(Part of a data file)
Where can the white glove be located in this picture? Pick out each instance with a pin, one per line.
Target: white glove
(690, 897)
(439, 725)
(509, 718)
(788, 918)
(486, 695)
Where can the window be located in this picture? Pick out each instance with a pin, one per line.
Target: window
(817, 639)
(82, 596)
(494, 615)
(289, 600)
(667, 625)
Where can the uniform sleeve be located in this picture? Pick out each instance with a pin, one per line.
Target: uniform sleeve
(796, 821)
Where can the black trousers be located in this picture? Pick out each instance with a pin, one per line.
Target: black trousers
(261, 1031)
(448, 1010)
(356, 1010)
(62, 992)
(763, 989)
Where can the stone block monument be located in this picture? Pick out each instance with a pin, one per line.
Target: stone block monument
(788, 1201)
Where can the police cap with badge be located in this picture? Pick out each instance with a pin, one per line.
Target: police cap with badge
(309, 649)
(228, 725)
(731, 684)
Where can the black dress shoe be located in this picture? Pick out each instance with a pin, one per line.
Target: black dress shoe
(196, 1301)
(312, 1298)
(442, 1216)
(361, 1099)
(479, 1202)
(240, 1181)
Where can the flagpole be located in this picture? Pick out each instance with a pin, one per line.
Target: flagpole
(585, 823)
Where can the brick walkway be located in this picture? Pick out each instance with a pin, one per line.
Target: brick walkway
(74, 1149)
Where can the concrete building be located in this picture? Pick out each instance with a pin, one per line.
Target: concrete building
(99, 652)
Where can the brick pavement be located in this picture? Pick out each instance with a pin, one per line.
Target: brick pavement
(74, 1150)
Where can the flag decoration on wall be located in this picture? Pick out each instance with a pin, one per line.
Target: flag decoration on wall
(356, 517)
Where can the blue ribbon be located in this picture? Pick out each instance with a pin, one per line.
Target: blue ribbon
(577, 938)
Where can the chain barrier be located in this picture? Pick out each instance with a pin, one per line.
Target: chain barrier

### Exercise description
Repeat the material word for word, in full.

### Result of this task
Where can the white glove be located in this picture? Pick out each instance with a pin, one per line.
Target: white glove
(690, 897)
(439, 725)
(509, 718)
(788, 918)
(486, 695)
Where can the window be located in this picture? Pick out each instance with a pin, one per line.
Target: window
(817, 639)
(82, 596)
(494, 615)
(289, 600)
(667, 625)
Where can the uniform sleeve be located in this picture? Pick out each instance with a pin, one per line.
Target: uniform sleeve
(796, 821)
Where can the black trousers be located in this picture? Pick out each instance with a pin, one per line.
Target: black trousers
(261, 1031)
(448, 1010)
(356, 1010)
(62, 992)
(763, 989)
Where can the stone block monument be located in this picture? Pick out each instance with a pin, one per line.
Target: stone block monument
(788, 1201)
Where can the police cap with badge be located in this picture? Pick out each instance with a pin, one per line.
Target: police cap with badge
(309, 649)
(228, 725)
(731, 684)
Where can the black dress shoe be located in this picture? Pick out each instance with a pin, one per line.
Target: black dress shoe
(196, 1301)
(312, 1298)
(442, 1216)
(361, 1099)
(479, 1202)
(240, 1181)
Where can the flagpole be located in this picture? Pick out each instance with a pin, one per line.
Target: flagpole
(585, 823)
Where can the brick walkway be located in this picture? Pick out each instance with a pin, one per line.
Target: brick walkway
(74, 1149)
Where can the concrete building be located in this picture? Pick out each instance with a pin, one per line.
Target: concrete building
(99, 652)
Where can the brick pavement be located in this picture? Pick out each instance with a pin, one per line.
Target: brick pavement
(74, 1150)
Where can the flag decoration on wall be located in this picture? Pick out each instance with a pin, one per line.
Target: flag decoration on wall
(356, 517)
Where can the blue ribbon be located in this picture? Pick out each instance with a pin, one per line.
Target: blue ribbon
(577, 938)
Where can the chain barrier be located in this picture? Pick out each instance with a pin, one per line.
Target: chain barrier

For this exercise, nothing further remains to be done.